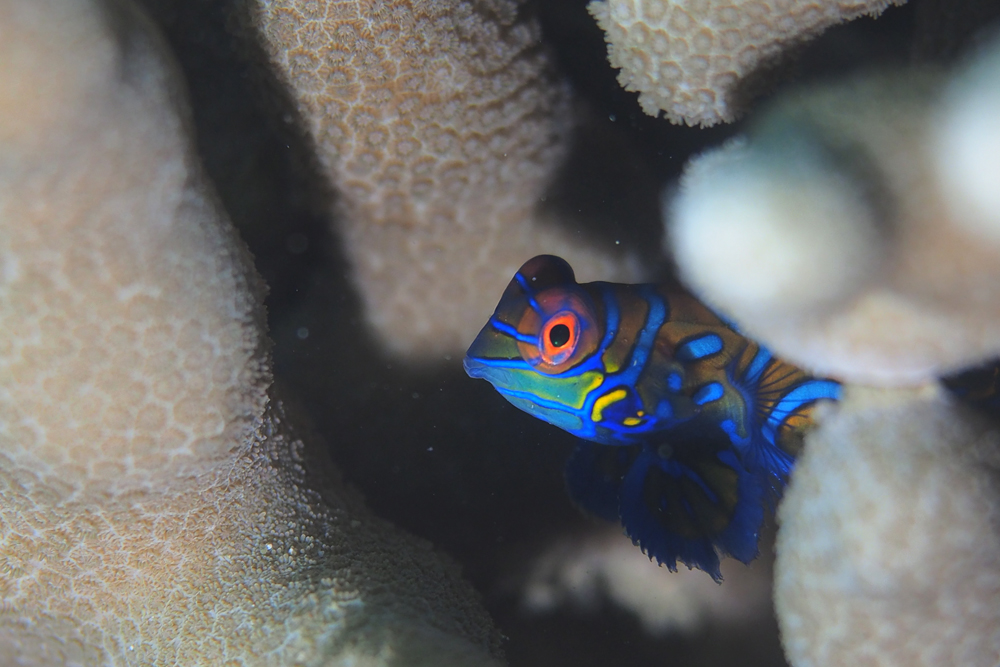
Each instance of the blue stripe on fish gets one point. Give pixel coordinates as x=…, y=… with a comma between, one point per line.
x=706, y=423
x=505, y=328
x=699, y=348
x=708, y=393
######
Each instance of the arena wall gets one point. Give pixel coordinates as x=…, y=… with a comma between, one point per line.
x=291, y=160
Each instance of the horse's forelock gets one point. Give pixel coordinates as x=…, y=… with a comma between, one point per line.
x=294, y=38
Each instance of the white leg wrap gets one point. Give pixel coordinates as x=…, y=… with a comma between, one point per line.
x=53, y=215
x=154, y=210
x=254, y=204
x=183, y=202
######
-- Written exercise --
Return every line in the records above that includes the word "between", copying each line in full.

-- Result of this task --
Each instance of the blue stripe on fish gets one point. Give pixel coordinates as x=…, y=… with a comma between, one point per line.
Each instance of the arena wall gets one point. Give pixel coordinates as x=…, y=… with a comma between, one point per line.
Each instance of the horse's forelock gets one point. Give pixel coordinates as x=…, y=… with a comma between, one point per line.
Each instance of the white leg wrap gets one point. Give pixel coordinates as x=…, y=… with a comma between, one point per line.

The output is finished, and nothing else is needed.